- _EXCERPTED PASSAGE_:
— BEGIN —

Selfie from Hell (marketed on home video as Selfie Man) is a 2018 Canadian horror film written and directed by Erdal Ceylan. It originally started as a short 2015 YouTube video with the same title. The film stars Alyson Walker, Tony Giroux, Meelah Adams, Ian Butcher, Tyler A.H. Smith, Shaun Morse, and Matthew Graham.

It was released on May 4, 2018 by Viva Pictures and received generally negative reviews.

Synopsis 
After her cousin comes to visit and falls ill, a woman starts to receive strange mobile phone messages.

Premise
Julia leaves Germany to visit her cousin Hannah. After Julia enters a coma, Hannah finds out about the shadowy figure that appears in her cousin's selfies and that she is dealing with a supernatural force from the dark web.

Cast 

 Alyson Walker as Hannah
 Tony Giroux as Trevor
 Meelah Adams as Julia
 Ian Butcher as F34R3473R
 Tyler A.H. Smith as Selfie Man
 Shaun Morse as Dr. Edwards
 Matthew Graham as Dr. Jonas

Release 
The film was released online on May 4, 2018 by Viva Pictures.

— END —

- _WRITTEN EXERCISE A_: In the Selfie from Hell article, please condense the paragraph beginning "Julia leaves Germany" into a short bulleted list that keeps its main facts.
- _WRITTEN EXERCISE B_: According to the Selfie from Hell article, which company released the film?
- _WRITTEN EXERCISE C_: Reproduce the Selfie from Hell article word for word from "Selfie from Hell" to "and Matthew Graham.".

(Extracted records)
— BEGIN —

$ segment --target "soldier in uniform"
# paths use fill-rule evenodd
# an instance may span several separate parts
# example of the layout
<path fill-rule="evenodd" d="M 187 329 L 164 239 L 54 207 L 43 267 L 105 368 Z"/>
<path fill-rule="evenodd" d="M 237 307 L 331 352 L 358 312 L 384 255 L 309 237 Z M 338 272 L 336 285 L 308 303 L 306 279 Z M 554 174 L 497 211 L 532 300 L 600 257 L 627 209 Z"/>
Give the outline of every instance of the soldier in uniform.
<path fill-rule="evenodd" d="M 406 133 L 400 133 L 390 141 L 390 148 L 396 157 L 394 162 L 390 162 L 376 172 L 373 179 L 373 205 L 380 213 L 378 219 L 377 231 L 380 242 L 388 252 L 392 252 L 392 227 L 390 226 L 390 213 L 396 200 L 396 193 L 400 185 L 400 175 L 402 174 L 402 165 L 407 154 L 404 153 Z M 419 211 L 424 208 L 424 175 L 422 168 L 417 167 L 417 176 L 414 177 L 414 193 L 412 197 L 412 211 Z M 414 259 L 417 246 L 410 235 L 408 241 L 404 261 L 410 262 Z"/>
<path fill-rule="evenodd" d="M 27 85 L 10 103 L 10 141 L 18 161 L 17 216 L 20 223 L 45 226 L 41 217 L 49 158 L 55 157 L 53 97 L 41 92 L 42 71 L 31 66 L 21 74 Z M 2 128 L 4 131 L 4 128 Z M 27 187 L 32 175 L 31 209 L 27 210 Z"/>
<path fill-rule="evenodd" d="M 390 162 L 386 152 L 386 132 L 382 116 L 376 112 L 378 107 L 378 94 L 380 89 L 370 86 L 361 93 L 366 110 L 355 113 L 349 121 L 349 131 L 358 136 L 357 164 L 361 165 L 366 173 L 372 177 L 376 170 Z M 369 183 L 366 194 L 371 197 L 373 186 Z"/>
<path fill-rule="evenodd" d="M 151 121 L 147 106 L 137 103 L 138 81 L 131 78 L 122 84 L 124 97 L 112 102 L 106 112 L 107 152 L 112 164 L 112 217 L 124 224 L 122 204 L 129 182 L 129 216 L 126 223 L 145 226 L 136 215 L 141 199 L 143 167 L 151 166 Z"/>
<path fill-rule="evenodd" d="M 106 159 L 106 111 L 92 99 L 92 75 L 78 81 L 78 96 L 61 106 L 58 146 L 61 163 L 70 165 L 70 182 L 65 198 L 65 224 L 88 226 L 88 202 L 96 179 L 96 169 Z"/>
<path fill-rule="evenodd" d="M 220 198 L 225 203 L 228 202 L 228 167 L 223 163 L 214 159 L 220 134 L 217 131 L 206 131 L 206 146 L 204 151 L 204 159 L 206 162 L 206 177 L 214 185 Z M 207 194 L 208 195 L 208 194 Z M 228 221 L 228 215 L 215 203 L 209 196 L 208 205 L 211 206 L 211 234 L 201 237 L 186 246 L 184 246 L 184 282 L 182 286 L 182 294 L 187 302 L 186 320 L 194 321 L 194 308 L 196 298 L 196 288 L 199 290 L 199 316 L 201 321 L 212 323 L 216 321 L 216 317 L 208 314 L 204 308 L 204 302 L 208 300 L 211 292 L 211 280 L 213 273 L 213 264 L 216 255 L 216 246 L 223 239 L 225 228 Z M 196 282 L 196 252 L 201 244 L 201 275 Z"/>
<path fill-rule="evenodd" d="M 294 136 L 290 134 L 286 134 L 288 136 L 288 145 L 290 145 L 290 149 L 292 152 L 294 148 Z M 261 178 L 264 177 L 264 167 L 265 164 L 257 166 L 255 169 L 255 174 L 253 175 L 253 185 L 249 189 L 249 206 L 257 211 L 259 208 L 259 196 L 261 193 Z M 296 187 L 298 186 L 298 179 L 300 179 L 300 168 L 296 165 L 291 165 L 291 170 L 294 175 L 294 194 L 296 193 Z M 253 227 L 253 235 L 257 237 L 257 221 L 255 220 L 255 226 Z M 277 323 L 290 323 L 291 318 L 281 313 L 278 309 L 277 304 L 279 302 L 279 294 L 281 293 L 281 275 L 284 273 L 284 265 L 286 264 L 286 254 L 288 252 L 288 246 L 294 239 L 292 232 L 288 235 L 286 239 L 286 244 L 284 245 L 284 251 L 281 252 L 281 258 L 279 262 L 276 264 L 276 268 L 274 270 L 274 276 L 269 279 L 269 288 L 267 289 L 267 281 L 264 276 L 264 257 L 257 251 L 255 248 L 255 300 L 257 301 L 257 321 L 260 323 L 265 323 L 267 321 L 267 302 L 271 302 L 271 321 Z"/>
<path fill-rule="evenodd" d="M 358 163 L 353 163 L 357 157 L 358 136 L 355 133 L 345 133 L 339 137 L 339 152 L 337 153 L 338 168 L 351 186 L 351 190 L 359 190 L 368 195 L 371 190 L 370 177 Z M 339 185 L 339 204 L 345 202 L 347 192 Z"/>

— END —
— BEGIN —

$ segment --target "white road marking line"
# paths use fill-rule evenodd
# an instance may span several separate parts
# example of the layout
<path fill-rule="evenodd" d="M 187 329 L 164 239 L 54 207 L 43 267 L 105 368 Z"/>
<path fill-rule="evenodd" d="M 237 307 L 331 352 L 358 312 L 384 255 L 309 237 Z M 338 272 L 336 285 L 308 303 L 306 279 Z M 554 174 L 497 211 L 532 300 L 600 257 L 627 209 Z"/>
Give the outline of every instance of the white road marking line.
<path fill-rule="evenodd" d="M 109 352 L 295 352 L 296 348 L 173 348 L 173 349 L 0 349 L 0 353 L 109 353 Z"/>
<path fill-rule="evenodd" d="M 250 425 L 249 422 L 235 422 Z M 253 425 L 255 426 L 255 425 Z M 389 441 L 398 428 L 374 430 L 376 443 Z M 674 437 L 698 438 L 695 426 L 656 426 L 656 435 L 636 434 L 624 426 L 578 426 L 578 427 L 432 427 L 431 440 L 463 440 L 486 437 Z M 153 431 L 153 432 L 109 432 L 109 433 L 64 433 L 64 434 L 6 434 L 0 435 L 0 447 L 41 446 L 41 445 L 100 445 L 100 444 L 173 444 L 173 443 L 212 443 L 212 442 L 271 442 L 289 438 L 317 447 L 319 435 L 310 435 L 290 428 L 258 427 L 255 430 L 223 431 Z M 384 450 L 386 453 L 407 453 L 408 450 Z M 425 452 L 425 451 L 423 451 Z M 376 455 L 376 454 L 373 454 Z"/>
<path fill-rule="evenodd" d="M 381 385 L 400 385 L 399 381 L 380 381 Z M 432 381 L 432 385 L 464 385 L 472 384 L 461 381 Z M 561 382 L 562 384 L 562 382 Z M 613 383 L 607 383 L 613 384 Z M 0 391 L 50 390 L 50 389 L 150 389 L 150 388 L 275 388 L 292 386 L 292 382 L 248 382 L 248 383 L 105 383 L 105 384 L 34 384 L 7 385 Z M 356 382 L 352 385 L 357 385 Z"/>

— END —

- _FINAL ANSWER A_:
- Julia leaves Germany to visit her cousin Hannah.
- Julia falls into a coma.
- Hannah discovers a shadowy figure in her cousin's selfies.
- Hannah learns she is facing a supernatural force from the dark web.

- _FINAL ANSWER B_: Viva Pictures.

- _FINAL ANSWER C_:
Selfie from Hell (marketed on home video as Selfie Man) is a 2018 Canadian horror film written and directed by Erdal Ceylan. It originally started as a short 2015 YouTube video with the same title. The film stars Alyson Walker, Tony Giroux, Meelah Adams, Ian Butcher, Tyler A.H. Smith, Shaun Morse, and Matthew Graham.